### What you need to do
**a)** Print the part of the n-gram training excerpt that opens with the words containing "# Train on all" and closes with "len(tokens) - n + 1)".
**b)** In the n-gram training excerpt, which model orders does the function train_ngram_models use by default?
**c)** Decide whether each statement agrees with the n-gram training excerpt, answering yes or no and quoting the deciding words: (i) the training corpus includes a category called technical; (ii) each text is split into tokens without being converted to lowercase; (iii) the statistics kept for each model include an average frequency.

### Page extract
────────

Let's create a diverse training corpus and build n-gram models of different orders.

In [None]:
# Create comprehensive training data
training_corpus = {
    "scientific": [
        "quantum computing leverages quantum mechanics for computation",
        "neural networks learn hierarchical representations from data",
        "machine learning algorithms optimize objective functions",
        "deep learning models require substantial computational resources",
        "artificial intelligence systems exhibit intelligent behavior",
    ],
    "literary": [
        "the quick brown fox jumps over the lazy dog",
        "in the garden roses bloom under moonlight",
        "ancient wisdom speaks through forgotten manuscripts",
        "the river flows gently through the valley",
        "stars illuminate the darkness of night",
    ],
    "technical": [
        "the server processes requests using multiple threads",
        "database queries optimize through indexed columns",
        "api endpoints handle authentication and authorization",
        "cloud infrastructure scales automatically under load",
        "microservices communicate through message queues",
    ]
}

# Flatten corpus
all_texts = []
for category, texts in training_corpus.items():
    all_texts.extend(texts)
    print(f"📖 {category.capitalize()}: {len(texts)} documents")

print(f"\n📊 Total training documents: {len(all_texts)}")

In [None]:
# Train n-gram models with different orders
def train_ngram_models(texts, orders=[2, 3, 4]):
    """Train n-gram models of different orders."""
    models = {}
    stats = {}
    
    for n in orders:
        print(f"\n🔧 Training {n}-gram model...")
        model = NGramModel(n=n)
        
        # Train on all texts
        total_ngrams = 0
        for text in texts:
            tokens = text.lower().split()
            model.train(tokens)
            total_ngrams += max(0, len(tokens) - n + 1)
        
        models[n] = model
        stats[n] = {
            'unique_ngrams': len(model.counts),
            'total_ngrams': total_ngrams,
            'avg_frequency': total_ngrams / len(model.counts) if model.counts else 0
        }
        
        print(f"  ✅ Unique {n}-grams: {stats[n]['unique_ngrams']:,}")

────────

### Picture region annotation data

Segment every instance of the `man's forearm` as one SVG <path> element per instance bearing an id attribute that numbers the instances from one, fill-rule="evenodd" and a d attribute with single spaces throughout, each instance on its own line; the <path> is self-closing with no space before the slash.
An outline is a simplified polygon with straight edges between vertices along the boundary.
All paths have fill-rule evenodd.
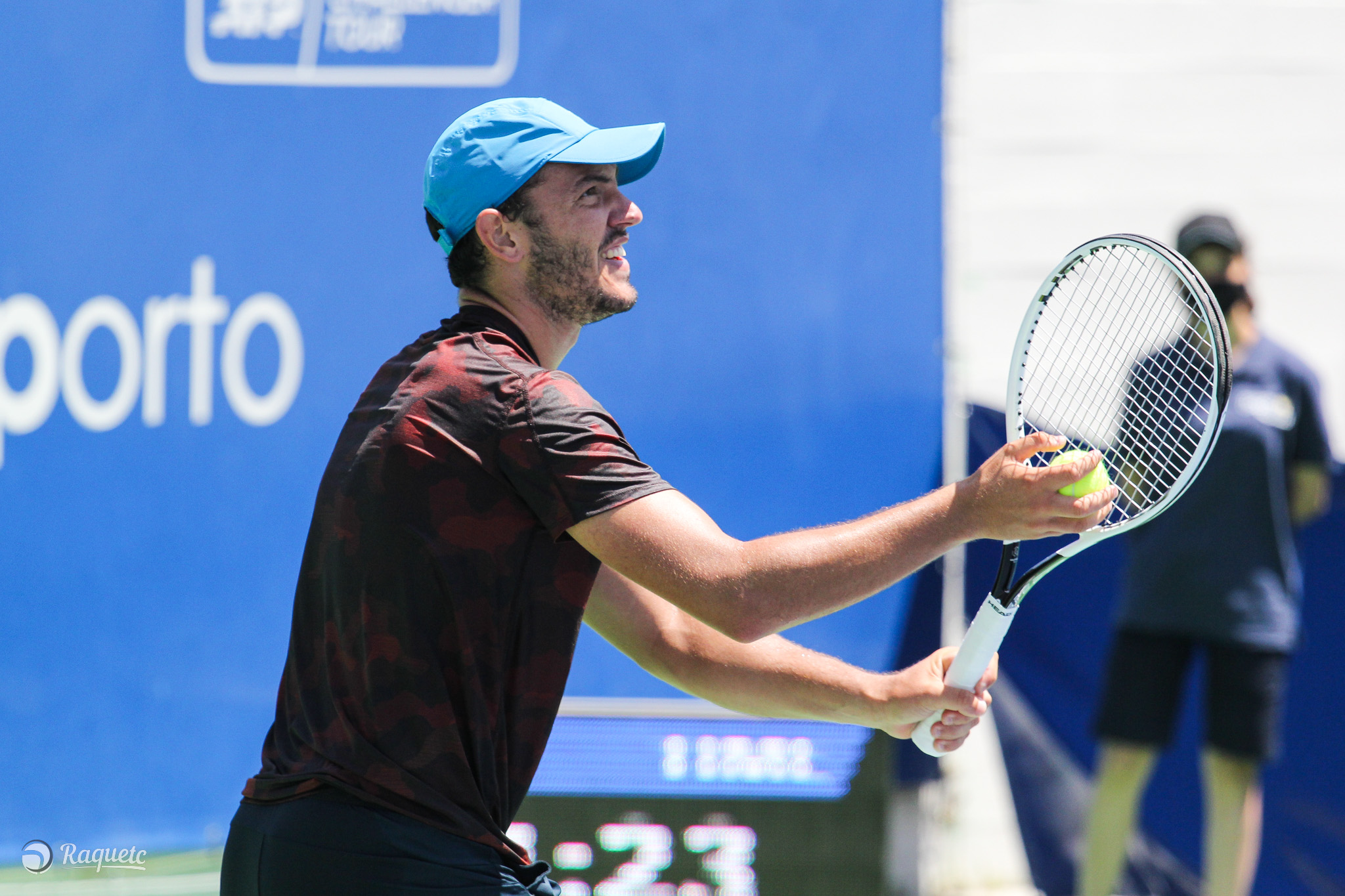
<path id="1" fill-rule="evenodd" d="M 604 567 L 584 621 L 647 672 L 737 712 L 881 727 L 890 676 L 779 635 L 740 643 Z"/>
<path id="2" fill-rule="evenodd" d="M 955 488 L 850 523 L 748 541 L 737 596 L 763 633 L 773 633 L 877 594 L 967 540 Z"/>
<path id="3" fill-rule="evenodd" d="M 966 540 L 954 502 L 946 486 L 850 523 L 738 541 L 681 493 L 662 492 L 611 510 L 603 531 L 585 521 L 570 532 L 627 578 L 755 641 L 862 600 Z M 667 531 L 687 536 L 670 544 Z"/>
<path id="4" fill-rule="evenodd" d="M 1022 461 L 1063 439 L 1036 433 L 966 480 L 850 523 L 729 537 L 679 492 L 631 501 L 570 527 L 608 567 L 736 641 L 755 641 L 886 588 L 960 541 L 1083 532 L 1106 517 L 1115 486 L 1081 498 L 1059 489 L 1100 459 L 1053 467 Z"/>
<path id="5" fill-rule="evenodd" d="M 946 688 L 952 650 L 896 673 L 873 673 L 779 635 L 740 643 L 631 582 L 599 571 L 584 621 L 646 670 L 714 704 L 753 716 L 818 719 L 907 737 L 944 709 L 935 736 L 955 748 L 985 712 L 994 669 L 976 695 Z"/>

────────

### Outputs by task
**a)**
# Train on all texts
        total_ngrams = 0
        for text in texts:
            tokens = text.lower().split()
            model.train(tokens)
            total_ngrams += max(0, len(tokens) - n + 1)

**b)** Orders 2, 3, and 4 ("orders=[2, 3, 4]").

**c)**
(i) Yes: "technical": [
(ii) No: "tokens = text.lower().split()"
(iii) Yes: 'avg_frequency': total_ngrams / len(model.counts)